## Document

☆ ☆ ☆ ☆

While the data trend only supports a straight-line average trend such as the example above, there is support for users to define their own functions. `AverageTrend` for example is a class that implements the abstract class `DataTrend`. If other users wanted to generate a tangent trend function, for instance, they might create a new class `TangentTrend` from `DataTrend`. 

To see more, visit `sample_data_plugins/ad_plugin_data_config/README.md` for more info.

### Customizing Trend Functions (for Anomaly Detection)

`DataTrend` is a class defined in `sample_data_plugins/ad_plugin_data_config/data_trend_interface.py`. 

`DataTrend` takes in three arguments for initialization:
- `feature` (string): The name of the field to generate a data trend
- `timestamp` (string): The *name* of the field which contains timestamps (in `unix time`)
- `current_date` (datetime): The date at which documents are generated (e.g. if the date was today, then documents will be generated with timestamp fields containing today's date in `unix time` milliseconds).

☆ ☆ ☆ ☆

## Rows
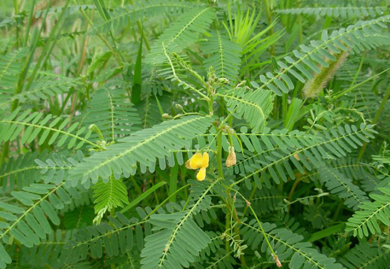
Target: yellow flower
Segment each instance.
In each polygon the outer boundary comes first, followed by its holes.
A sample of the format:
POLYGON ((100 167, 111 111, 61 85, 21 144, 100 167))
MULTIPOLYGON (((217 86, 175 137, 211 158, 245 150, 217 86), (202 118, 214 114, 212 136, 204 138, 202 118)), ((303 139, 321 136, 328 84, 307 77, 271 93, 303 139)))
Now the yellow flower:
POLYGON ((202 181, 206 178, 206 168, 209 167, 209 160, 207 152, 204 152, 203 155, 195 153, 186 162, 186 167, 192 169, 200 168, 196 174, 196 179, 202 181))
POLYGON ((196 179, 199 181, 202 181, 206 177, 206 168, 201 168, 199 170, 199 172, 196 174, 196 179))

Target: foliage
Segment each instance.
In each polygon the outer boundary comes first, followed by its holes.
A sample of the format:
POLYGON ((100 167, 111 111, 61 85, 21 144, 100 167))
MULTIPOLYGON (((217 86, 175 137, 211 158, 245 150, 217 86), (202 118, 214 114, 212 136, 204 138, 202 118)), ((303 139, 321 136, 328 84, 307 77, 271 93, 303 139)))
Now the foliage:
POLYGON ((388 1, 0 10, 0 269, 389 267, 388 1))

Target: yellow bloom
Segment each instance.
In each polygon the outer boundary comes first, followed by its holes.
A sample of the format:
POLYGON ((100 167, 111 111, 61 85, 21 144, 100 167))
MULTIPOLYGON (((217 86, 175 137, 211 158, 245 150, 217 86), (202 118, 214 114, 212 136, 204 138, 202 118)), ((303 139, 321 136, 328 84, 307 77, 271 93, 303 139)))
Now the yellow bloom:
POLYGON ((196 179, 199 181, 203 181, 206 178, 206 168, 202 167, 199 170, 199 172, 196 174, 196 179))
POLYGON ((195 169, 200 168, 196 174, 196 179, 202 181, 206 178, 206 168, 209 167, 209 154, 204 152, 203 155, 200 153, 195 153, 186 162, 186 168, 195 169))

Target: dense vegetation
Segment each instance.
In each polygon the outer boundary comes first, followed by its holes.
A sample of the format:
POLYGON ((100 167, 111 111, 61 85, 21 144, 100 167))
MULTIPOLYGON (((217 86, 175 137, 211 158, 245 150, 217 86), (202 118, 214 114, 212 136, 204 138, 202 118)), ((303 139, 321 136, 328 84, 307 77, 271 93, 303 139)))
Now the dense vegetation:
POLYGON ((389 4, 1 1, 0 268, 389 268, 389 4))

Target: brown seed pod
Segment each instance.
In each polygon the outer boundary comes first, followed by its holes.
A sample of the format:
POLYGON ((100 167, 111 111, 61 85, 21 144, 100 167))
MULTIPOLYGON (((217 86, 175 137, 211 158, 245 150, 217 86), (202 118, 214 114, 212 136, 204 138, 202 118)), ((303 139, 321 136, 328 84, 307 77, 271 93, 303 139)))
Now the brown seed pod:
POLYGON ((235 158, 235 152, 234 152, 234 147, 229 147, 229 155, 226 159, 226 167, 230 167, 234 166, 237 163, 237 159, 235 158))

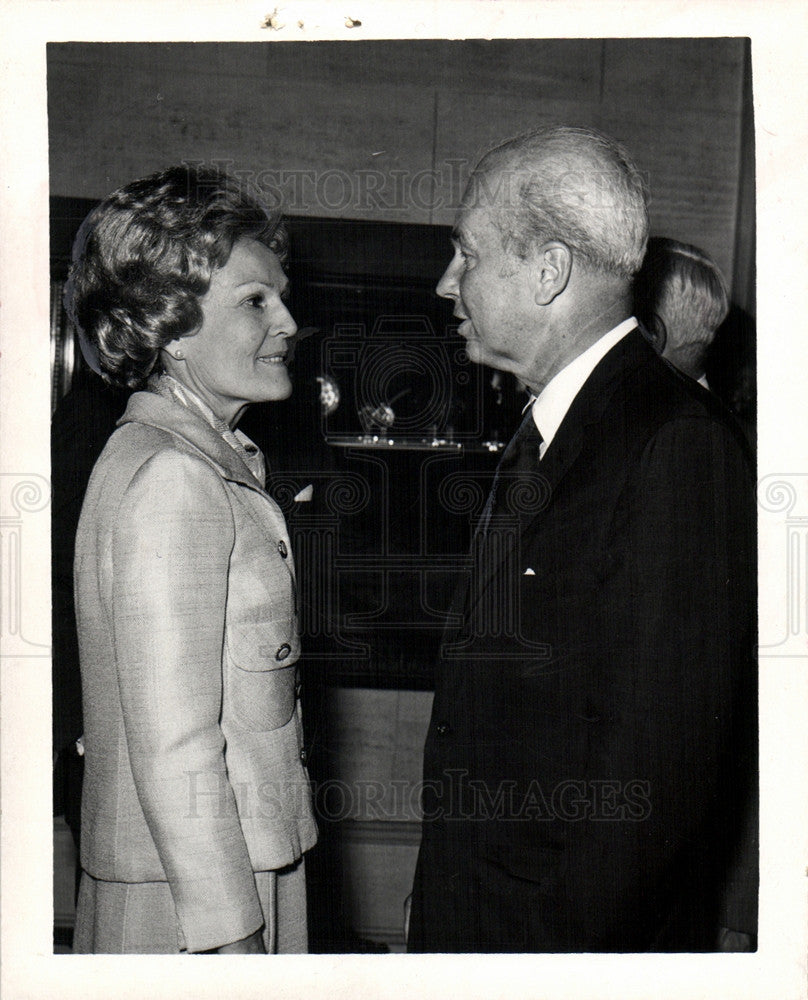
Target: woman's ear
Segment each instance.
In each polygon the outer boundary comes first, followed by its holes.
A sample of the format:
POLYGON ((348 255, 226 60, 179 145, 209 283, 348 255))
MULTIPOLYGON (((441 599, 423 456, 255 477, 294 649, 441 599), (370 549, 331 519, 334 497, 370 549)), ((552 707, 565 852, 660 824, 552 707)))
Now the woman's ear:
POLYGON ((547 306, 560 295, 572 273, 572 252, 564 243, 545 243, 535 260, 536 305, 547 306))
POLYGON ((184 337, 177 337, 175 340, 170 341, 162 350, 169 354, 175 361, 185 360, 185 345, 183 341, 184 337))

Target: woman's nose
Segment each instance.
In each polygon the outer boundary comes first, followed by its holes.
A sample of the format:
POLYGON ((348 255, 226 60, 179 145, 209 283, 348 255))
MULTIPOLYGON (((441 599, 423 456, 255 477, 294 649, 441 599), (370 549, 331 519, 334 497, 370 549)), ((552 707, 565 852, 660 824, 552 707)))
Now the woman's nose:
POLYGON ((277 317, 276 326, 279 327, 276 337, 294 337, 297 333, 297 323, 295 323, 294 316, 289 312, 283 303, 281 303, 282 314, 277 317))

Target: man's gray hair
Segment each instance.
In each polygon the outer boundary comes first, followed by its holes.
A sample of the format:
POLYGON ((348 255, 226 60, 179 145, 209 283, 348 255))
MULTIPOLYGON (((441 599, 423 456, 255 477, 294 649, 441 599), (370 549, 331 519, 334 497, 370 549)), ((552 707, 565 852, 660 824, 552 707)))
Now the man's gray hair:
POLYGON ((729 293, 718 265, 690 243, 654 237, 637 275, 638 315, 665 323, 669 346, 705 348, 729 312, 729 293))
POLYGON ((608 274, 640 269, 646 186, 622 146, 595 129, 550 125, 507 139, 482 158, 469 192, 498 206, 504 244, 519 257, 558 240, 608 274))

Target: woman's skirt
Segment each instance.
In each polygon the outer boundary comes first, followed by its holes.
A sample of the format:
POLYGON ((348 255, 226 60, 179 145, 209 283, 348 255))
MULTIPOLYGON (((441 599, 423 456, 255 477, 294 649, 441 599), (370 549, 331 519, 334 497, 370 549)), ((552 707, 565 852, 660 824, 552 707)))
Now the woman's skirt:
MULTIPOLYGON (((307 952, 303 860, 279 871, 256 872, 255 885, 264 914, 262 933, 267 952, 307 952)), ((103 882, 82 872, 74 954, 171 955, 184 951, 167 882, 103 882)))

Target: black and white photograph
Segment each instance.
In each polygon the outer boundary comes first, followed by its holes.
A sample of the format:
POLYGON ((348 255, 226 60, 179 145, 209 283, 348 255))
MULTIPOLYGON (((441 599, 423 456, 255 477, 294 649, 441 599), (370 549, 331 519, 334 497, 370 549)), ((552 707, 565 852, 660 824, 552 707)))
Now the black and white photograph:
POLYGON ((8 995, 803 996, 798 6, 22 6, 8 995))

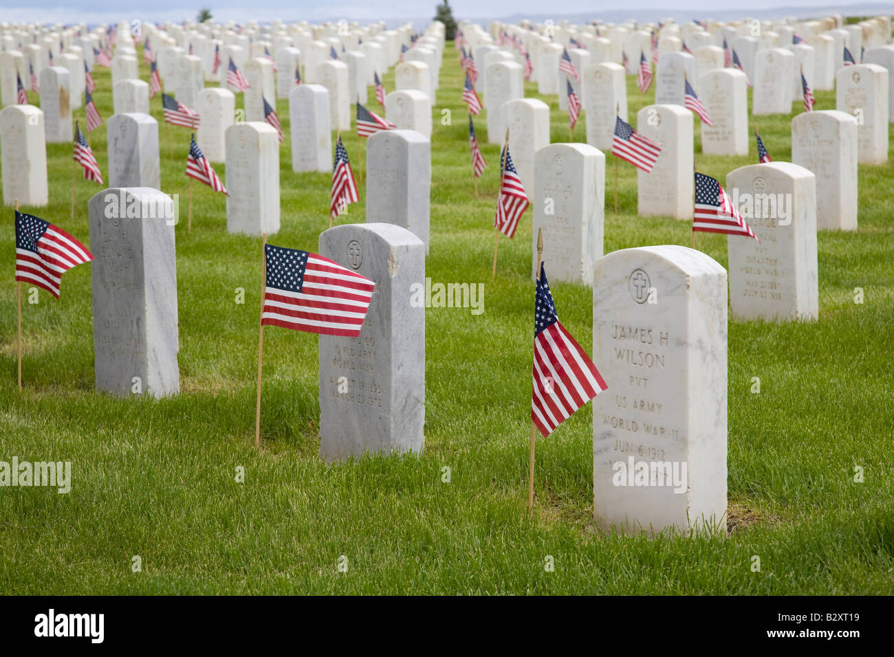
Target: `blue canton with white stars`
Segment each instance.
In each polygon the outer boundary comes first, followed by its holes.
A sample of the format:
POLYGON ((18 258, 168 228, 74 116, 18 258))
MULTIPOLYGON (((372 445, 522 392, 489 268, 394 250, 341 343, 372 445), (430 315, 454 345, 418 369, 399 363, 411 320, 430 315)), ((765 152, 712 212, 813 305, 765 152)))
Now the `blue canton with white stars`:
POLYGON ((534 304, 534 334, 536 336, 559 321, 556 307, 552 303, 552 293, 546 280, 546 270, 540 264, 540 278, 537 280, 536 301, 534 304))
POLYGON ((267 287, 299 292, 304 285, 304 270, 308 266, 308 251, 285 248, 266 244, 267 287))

☆ ☆ ☆ ☆

From the data trend documentation, reproduce the passage starting at "While the data" and ending at "(for Anomaly Detection)".

## Output of the exercise
While the data trend only supports a straight-line average trend such as the example above, there is support for users to define their own functions. `AverageTrend` for example is a class that implements the abstract class `DataTrend`. If other users wanted to generate a tangent trend function, for instance, they might create a new class `TangentTrend` from `DataTrend`. 

To see more, visit `sample_data_plugins/ad_plugin_data_config/README.md` for more info.

### Customizing Trend Functions (for Anomaly Detection)